:: PROBLEM DETAILS ::
Print the passage of the Redskins pass-rush article from "After taking a" to "the pass rush." word for word.

:: TEXT SECTION ::
================================

Re-examining Redskins' needs: pass-rusher

After taking a look at the safety need Monday, it's now time to check out an area that could help everyone on the Washington Redskins' defense: the pass rush.

What they've done: Re-signed Brian Orakpo and Chris Baker; signed Jason Hatcher.

Problem solved: Helped? Absolutely. Solved? Let's see. It helps quite a bit to add an interior rusher to complement Orakpo and Ryan Kerrigan. The Redskins' coaches have said they're going to let the pass-rushers loose more often. That means not asking to rush contain so much -- when the goal is as much to keep the quarterback in the pocket as it is to sack him. Will this happen or is it just offseason chatter? The players say they're expecting changes based on what the coaches have told them as well.

================================

Collection entries:

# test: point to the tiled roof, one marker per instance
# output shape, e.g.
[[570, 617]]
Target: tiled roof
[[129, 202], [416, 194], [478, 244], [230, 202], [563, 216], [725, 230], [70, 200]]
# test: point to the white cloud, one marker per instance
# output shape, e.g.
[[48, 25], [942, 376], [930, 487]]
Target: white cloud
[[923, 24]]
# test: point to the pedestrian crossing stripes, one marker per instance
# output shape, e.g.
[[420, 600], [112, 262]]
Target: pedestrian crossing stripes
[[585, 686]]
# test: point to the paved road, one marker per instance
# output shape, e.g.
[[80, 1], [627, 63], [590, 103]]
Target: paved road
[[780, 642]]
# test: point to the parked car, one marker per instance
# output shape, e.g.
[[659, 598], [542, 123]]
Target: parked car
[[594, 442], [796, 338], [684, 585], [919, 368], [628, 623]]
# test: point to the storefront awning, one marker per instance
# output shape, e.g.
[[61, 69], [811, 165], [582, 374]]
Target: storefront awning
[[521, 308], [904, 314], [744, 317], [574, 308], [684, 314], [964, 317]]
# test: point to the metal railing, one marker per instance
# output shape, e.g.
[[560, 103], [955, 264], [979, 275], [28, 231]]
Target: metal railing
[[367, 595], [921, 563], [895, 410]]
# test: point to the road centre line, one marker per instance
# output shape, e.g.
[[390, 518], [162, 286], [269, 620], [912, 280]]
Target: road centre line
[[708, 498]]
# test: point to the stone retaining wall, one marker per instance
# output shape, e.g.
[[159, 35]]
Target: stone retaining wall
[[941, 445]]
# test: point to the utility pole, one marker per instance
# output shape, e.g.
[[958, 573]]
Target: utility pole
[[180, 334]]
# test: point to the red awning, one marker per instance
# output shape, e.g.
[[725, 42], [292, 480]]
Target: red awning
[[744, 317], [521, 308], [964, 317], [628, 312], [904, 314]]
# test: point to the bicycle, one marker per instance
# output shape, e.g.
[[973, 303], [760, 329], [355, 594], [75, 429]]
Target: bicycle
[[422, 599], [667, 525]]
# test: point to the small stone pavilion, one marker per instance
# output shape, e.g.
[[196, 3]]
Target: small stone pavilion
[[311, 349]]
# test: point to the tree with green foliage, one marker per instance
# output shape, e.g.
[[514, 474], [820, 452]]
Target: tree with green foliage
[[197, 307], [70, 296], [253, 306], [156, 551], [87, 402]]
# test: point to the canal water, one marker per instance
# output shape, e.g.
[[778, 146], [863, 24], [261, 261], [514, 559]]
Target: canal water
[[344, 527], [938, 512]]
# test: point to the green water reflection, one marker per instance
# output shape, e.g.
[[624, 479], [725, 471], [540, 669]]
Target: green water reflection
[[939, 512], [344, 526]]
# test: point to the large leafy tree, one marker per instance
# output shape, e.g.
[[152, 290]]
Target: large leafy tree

================================

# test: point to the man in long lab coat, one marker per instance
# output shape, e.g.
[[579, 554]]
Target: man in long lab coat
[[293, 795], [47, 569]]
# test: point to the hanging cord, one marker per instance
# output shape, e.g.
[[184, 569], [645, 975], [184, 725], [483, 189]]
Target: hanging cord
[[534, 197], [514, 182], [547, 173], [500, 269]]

================================

:: FINISHED TASK ::
After taking a look at the safety need Monday, it's now time to check out an area that could help everyone on the Washington Redskins' defense: the pass rush.